— Start of Document excerpt —
The IE 8 Release Candidate is the third pre-release version of Microsoft's browser but the first to include a list of web sites that Microsoft says actually work with its browser.
The Compatibility View List was announced last month by Microsoft after it found users testing the second beta had been unable to view websites without IE 8 scrambling them.
IE 8 introduces two modes for viewing sites: default and compatibility. Default supports the latest web standards, like CSS 2.1. Compatibility is designed to let you view the millions of sites and applications built for old versions of IE that were not compliant with web standards.
The idea was that a button would let users flip over to viewing such sites, but many forgot to make the switch, resulting in scrambled sites. Even sites supposed to work in default mode were getting scrambled.
Microsoft then introduced the idea of the Compatibility View List, which is supposed to tell the browser when it's viewing a site that's not been updated to support IE 8.
The list is composed and edited entirely by Microsoft, based on its reading of telemetry data and information from product support channels, the company said in December.
— End of Document excerpt —
— Start of Data lines —
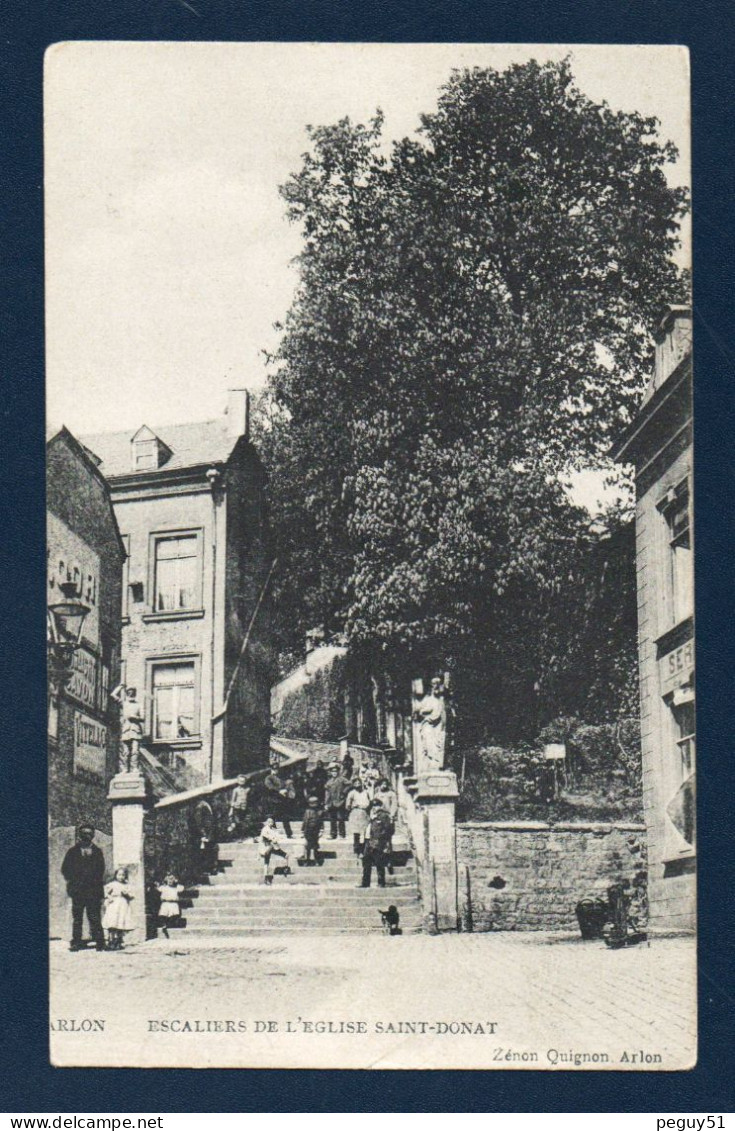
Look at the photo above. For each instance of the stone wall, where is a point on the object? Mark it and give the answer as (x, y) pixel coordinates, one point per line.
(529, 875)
— End of Data lines —
### Required actions
**A)** Answer each question from the Internet Explorer 8 article, one answer per line:
(i) Which pre-release version of the browser is the IE 8 Release Candidate?
(ii) What web standard is given as an example of what default mode supports?
(iii) Who composes and edits the Compatibility View List?
**B)** In the Internet Explorer 8 article, swap "telemetry data" for "usage statistics" and write out the passage starting with "The list is" and going on through "said in December.".
**C)** Carry on the Internet Explorer 8 article from its last sentence.

### Answers to the exercises
**A)**
(i) The third pre-release version.
(ii) CSS 2.1.
(iii) Microsoft, entirely.

**B)**
The list is composed and edited entirely by Microsoft, based on its reading of usage statistics and information from product support channels, the company said in December.

**C)**
The company has justified the list saying this approach is used by Opera. That's possibly not a good argument, given that Opera's browser market share varies between less than one per cent and less than three per cent, depending on whose numbers you count.
The real competition Microsoft's facing in browsers is from Mozilla's Firefox and - possibly - Google's Chrome, which has grown fast in the four months since its release.
IE general manager Dean Hachamovitch encouraged website and application developers to test their sites and services with the RC. Hachamovitch's team made a similar appeal when they blogged about the new list last month.
Hachamovitch asked people to make "any changes necessary" to their software and to let Microsoft know about their experiences. He couched this with his familiar caveat that Microsoft would only make "selective" changes to the release candidate and act only on "critical" feedback.
He defined critical to include security, backwards compatibility, robustness, and completeness with respect to planned standards work.
You can view the full list of IE 8 RC features here, complete with what's been added since the second beta, and you can download the beta here.
The RC is only for Windows XP and Windows Vista, with a version for Windows 7 - currently in beta - due with the next update to the planned operating system. ®
COMMENTS
re: Acid 3
ACID is supposed to fail, though. It tests the really dark and nasty regions of the code. You can pass ACID and still be shite at the normal rendering.
Although if you have a browser that isn't ACID1 compliant when ACID3 is out and less than ~80% compliant with ACID2, you have not been paying attention.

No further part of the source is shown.